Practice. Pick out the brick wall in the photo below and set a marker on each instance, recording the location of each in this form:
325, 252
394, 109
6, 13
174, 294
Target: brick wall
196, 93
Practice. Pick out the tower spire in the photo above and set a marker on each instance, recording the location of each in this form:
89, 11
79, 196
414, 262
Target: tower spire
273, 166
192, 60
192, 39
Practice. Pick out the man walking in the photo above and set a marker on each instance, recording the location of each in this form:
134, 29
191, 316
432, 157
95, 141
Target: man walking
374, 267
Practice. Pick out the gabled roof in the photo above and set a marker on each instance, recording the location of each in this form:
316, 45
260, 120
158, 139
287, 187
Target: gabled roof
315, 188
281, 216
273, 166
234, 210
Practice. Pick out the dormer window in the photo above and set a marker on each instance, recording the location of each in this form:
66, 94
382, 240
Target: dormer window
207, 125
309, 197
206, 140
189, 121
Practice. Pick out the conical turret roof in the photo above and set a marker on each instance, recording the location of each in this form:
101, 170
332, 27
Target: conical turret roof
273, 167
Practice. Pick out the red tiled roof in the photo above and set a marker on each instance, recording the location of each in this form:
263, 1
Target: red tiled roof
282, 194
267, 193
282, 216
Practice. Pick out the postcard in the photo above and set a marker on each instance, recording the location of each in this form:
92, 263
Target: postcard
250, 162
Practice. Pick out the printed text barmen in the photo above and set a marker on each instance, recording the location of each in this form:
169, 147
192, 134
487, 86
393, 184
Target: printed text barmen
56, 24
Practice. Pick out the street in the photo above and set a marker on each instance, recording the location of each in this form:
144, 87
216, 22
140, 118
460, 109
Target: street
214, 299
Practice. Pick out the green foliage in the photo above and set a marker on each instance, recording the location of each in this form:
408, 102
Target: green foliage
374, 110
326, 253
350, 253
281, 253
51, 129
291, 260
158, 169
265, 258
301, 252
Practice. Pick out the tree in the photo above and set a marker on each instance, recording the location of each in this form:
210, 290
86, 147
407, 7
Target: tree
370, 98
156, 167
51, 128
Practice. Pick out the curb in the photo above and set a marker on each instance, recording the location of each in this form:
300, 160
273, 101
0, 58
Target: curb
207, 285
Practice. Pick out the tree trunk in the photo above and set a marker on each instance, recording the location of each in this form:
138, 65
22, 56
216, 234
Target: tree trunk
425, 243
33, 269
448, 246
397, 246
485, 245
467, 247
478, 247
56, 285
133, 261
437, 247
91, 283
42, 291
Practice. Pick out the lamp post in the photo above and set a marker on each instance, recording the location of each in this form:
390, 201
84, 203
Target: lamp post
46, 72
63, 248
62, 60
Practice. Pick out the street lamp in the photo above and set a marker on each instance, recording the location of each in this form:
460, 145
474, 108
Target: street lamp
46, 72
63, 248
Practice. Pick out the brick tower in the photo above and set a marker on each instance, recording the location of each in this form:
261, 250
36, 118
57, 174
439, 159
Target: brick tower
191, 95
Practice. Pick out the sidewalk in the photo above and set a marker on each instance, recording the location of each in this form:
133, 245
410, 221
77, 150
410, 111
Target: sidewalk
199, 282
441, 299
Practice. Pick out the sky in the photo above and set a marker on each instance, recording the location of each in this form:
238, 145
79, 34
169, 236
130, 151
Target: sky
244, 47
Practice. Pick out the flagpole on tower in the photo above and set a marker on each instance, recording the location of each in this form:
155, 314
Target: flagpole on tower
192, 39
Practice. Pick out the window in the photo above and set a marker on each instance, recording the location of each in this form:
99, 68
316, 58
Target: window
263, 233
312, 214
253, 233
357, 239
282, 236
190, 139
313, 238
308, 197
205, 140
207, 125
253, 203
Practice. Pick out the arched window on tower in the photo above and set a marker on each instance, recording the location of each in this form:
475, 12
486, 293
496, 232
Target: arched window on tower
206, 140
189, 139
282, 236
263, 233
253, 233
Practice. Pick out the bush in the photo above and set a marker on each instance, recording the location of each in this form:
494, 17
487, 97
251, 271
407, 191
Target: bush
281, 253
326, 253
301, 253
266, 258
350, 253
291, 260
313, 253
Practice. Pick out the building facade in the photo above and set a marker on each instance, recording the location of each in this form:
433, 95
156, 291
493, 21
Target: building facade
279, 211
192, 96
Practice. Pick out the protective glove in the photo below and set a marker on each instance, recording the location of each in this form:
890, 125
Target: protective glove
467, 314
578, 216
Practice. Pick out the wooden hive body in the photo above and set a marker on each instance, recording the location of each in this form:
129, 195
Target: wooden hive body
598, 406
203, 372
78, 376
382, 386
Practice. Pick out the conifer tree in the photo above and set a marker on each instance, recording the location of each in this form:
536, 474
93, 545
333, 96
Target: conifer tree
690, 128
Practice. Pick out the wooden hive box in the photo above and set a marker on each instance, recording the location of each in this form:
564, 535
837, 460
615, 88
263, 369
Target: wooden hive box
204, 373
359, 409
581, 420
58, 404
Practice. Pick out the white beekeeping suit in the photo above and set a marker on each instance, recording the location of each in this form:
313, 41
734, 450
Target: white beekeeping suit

THE TASK: Format every line of the material above as a numbered list, omitting blank lines.

SOLUTION FOR THIS PROBLEM:
1. Practice. Pick out the brick wall in the photo below and set a marker on each instance, recording the location of each in this form:
2. 325, 252
3. 394, 109
4. 6, 13
5. 174, 294
6. Target: brick wall
7. 196, 93
8. Practice. Pick out the tower spire in the photo above and set a marker on each instance, recording the location of each in this form:
9. 89, 11
10. 79, 196
11. 414, 262
12. Target: tower spire
13. 273, 166
14. 192, 60
15. 192, 39
16. Practice. Pick out the man walking in the photo above and set a marker on each instance, recording the location of each in this form:
17. 134, 29
18. 191, 316
19. 432, 157
20. 95, 141
21. Target: man walking
22. 374, 267
23. Practice. Pick out the gabled roof in the photo above and set a marker on each instance, recording the location of each in this form:
24. 316, 45
25. 260, 120
26. 158, 139
27. 287, 187
28. Target: gabled roof
29. 315, 188
30. 281, 216
31. 273, 166
32. 234, 210
33. Practice. Pick out the dormer window in the photo above and set a marker on each instance, recording the location of each in this form:
34. 66, 94
35. 382, 240
36. Target: dormer window
37. 207, 125
38. 309, 197
39. 206, 140
40. 189, 121
41. Practice. Pick out the conical turret roof in the photo above and set a marker on each instance, recording the location of each in this form:
42. 101, 170
43. 332, 27
44. Target: conical turret roof
45. 273, 167
46. Practice. Pick out the red tiled roof in the photo above and set a marker on each instance, recording the location of each in this form:
47. 263, 1
48. Target: red tiled roof
49. 282, 194
50. 267, 193
51. 282, 216
52. Practice. Pick out the postcard in the photo above and set a marker on each instance, recording the location of each in this form:
53. 92, 263
54. Target: postcard
55. 250, 162
56. Practice. Pick out the printed text barmen in the photo above and set a marker on each instance, recording the location of each in this form:
57. 169, 147
58. 192, 134
59. 487, 86
60. 393, 184
61. Target: printed text barmen
62. 56, 24
63. Practice. Pick out the street in the photo above and set a marker on each instance, recording the location of each in this form:
64. 144, 87
65. 216, 22
66. 140, 118
67. 460, 109
68. Target: street
69. 214, 299
70. Practice. Pick out the green foliage in the photo above and set a marker on each instance, recording the location of each in this form:
71. 408, 102
72. Target: green foliage
73. 374, 110
74. 326, 253
75. 350, 253
76. 281, 253
77. 51, 129
78. 291, 260
79. 158, 169
80. 265, 258
81. 301, 252
82. Practice. Pick out the tree in the photo above and set a marker on each instance, recording the location of each in this form:
83. 210, 290
84. 86, 147
85. 407, 7
86. Target: tree
87. 370, 98
88. 156, 167
89. 51, 128
90. Practice. Pick out the curb in the photo above and set a marker on each instance, recording the location of each in this form:
91. 300, 160
92. 273, 101
93. 0, 58
94. Target: curb
95. 207, 285
96. Practice. Pick out the tree trunk in the photo above and set a marker on each instance, recording the location of each in this form:
97. 138, 65
98. 22, 56
99. 216, 234
100. Target: tree trunk
101. 425, 243
102. 33, 269
103. 448, 246
104. 397, 246
105. 485, 245
106. 467, 247
107. 478, 247
108. 56, 285
109. 133, 261
110. 437, 247
111. 91, 283
112. 42, 291
113. Practice. Pick out the lamp post in the photo above and set a marker on each instance, recording the location of each in this form:
114. 390, 201
115. 84, 203
116. Target: lamp post
117. 46, 72
118. 63, 248
119. 62, 60
120. Practice. Pick out the street lamp in the photo above and set a marker on each instance, recording the location of each in this form:
121. 460, 145
122. 474, 108
123. Target: street lamp
124. 46, 72
125. 63, 248
126. Practice. Pick out the brick tower in the photo above and set a marker on each instance, recording the location of each in this form:
127. 261, 250
128. 36, 118
129. 57, 174
130. 439, 159
131. Target: brick tower
132. 191, 95
133. Practice. Pick out the sidewalk in the photo above and set a marker on each instance, recording the location of each in this form:
134. 133, 245
135. 410, 221
136. 77, 150
137. 410, 111
138. Target: sidewalk
139. 199, 282
140. 441, 299
141. Practice. Pick out the sky in the photo above and set a marker on each instance, recording the location of each in this form:
142. 238, 145
143. 79, 34
144. 169, 236
145. 130, 151
146. Target: sky
147. 244, 47
148. Practice. Pick out the flagpole on tower in the photo above and set a marker on each instance, recording the location of each in this form:
149. 155, 314
150. Target: flagpole on tower
151. 192, 39
152. Practice. Pick out the window in the photo above and set a marker on each instance, recording the location of each in this form:
153. 99, 68
154. 316, 58
155. Target: window
156. 263, 233
157. 312, 214
158. 253, 233
159. 357, 239
160. 282, 236
161. 190, 139
162. 313, 238
163. 308, 197
164. 205, 140
165. 207, 125
166. 253, 203
167. Practice. Pick out the arched window on tower in the photo above and set a marker on each instance, recording the location of each in this form:
168. 475, 12
169. 486, 293
170. 496, 232
171. Target: arched window on tower
172. 206, 140
173. 189, 139
174. 282, 236
175. 263, 233
176. 253, 233
177. Practice. Pick out the bush in the photo above and set a marker on each instance, recording the location of each in this form:
178. 494, 17
179. 487, 97
180. 251, 271
181. 407, 191
182. Target: bush
183. 281, 253
184. 326, 253
185. 301, 253
186. 266, 258
187. 350, 253
188. 291, 260
189. 313, 253
190. Practice. Pick out the building facade in the photo above and set a marker on each instance, recording the location of each in this form:
191. 433, 95
192. 156, 291
193. 493, 21
194. Target: building facade
195. 279, 211
196. 192, 96
197. Practice. Pick out the protective glove in the photo below and set a marker on each instance, recording the location of each in this form:
198. 890, 125
199. Target: protective glove
200. 467, 314
201. 578, 216
202. Practice. Pick out the wooden hive body in the photo above and set a marker on each instance, recording the location of each in this form:
203. 129, 195
204. Target: wooden hive body
205. 598, 406
206. 203, 372
207. 78, 376
208. 382, 386
209. Practice. Pick out the conifer tree in the photo above and set a marker on each instance, recording the location of each in this form:
210. 536, 474
211. 93, 545
212. 333, 96
213. Target: conifer tree
214. 690, 128
215. Practice. Pick out the wooden hive box in the photo above and set a marker on each instance, recording the location of each in this form:
216. 564, 535
217. 837, 460
218. 615, 88
219. 263, 369
220. Target: wooden hive box
221. 204, 373
222. 359, 409
223. 581, 420
224. 58, 404
225. Practice. Pick out the white beekeeping suit in the photo above and set a marker on each instance, recording the location of each in this form:
226. 313, 41
227. 734, 450
228. Target: white beekeeping suit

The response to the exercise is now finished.